What you have to do:
Down to the last line, set the entries down again exactly.

Segment Start: Dataset

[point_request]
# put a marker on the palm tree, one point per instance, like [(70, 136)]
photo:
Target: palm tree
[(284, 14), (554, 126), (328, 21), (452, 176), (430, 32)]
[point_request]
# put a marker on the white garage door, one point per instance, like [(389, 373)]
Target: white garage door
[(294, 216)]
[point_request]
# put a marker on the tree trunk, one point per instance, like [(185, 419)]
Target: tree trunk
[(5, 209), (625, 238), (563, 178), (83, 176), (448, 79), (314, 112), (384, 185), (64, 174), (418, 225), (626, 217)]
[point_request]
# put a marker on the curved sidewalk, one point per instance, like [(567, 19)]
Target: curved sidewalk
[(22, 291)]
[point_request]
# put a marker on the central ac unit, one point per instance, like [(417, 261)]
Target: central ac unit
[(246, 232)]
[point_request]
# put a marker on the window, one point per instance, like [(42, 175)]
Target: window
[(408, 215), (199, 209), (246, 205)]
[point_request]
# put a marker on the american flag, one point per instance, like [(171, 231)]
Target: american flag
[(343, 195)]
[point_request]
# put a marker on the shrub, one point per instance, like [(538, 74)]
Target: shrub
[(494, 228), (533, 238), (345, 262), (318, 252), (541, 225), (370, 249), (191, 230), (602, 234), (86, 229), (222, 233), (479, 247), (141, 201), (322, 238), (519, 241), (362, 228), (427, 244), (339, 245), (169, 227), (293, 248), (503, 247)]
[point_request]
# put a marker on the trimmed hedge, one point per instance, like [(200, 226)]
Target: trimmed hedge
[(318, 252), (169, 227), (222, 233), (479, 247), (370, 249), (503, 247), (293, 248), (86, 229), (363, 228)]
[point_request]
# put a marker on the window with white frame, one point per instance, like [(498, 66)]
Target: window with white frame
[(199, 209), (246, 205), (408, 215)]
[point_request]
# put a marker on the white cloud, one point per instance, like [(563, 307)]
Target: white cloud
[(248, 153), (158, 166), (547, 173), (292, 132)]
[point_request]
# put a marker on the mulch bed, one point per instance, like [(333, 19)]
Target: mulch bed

Segment End: Dataset

Problem solution:
[point_request]
# put a marker on the palm tree, one point per instance, like [(70, 136)]
photo:
Target: palm tree
[(284, 14), (554, 126), (328, 21), (452, 176), (430, 32)]
[point_request]
# put a marker on the white garage door, one point per instance, like [(389, 373)]
Target: white garage door
[(294, 216)]
[point_request]
# put a marker on the tree trunk, one point per instance, like [(185, 419)]
Target: tree trunk
[(5, 209), (625, 238), (563, 178), (83, 176), (448, 79), (314, 112), (384, 185), (64, 174), (418, 225), (626, 217)]
[point_request]
# put a marker on the curved sidewalk, one point per instance, like [(567, 19)]
Target: curved sidewalk
[(22, 291)]
[point_request]
# put a marker on the central ac unit, one point per instance, like [(417, 261)]
Target: central ac unit
[(246, 232)]
[point_request]
# put a marker on the window, one point per instance, like [(42, 175)]
Target: window
[(408, 215), (199, 209), (246, 205)]
[point_request]
# put a marker on the american flag, one point per instance, like [(171, 231)]
Target: american flag
[(343, 195)]
[point_request]
# put a marker on the shrub, one point per instance, like [(538, 74)]
Target: shrub
[(494, 228), (533, 238), (345, 262), (318, 252), (541, 225), (370, 249), (191, 230), (602, 234), (86, 229), (222, 233), (479, 247), (141, 201), (322, 238), (519, 241), (362, 228), (427, 244), (339, 245), (169, 227), (293, 248), (503, 247)]
[point_request]
# put a marker on the trimmed hedge, one point per instance, like [(200, 226)]
Target: trimmed hedge
[(318, 252), (169, 227), (222, 233), (479, 247), (370, 249), (503, 247), (293, 248), (86, 229), (363, 228)]
[point_request]
# put a marker on the window with white frame, one point per instance, like [(498, 66)]
Target: window with white frame
[(199, 209), (246, 205), (408, 215)]
[point_request]
# put a marker on the white cloud, one point per instance, like [(563, 307)]
Target: white cloud
[(248, 153), (158, 166), (547, 173), (292, 132)]
[point_request]
# put a marker on the mulch bed, one point per instance, like [(333, 19)]
Target: mulch bed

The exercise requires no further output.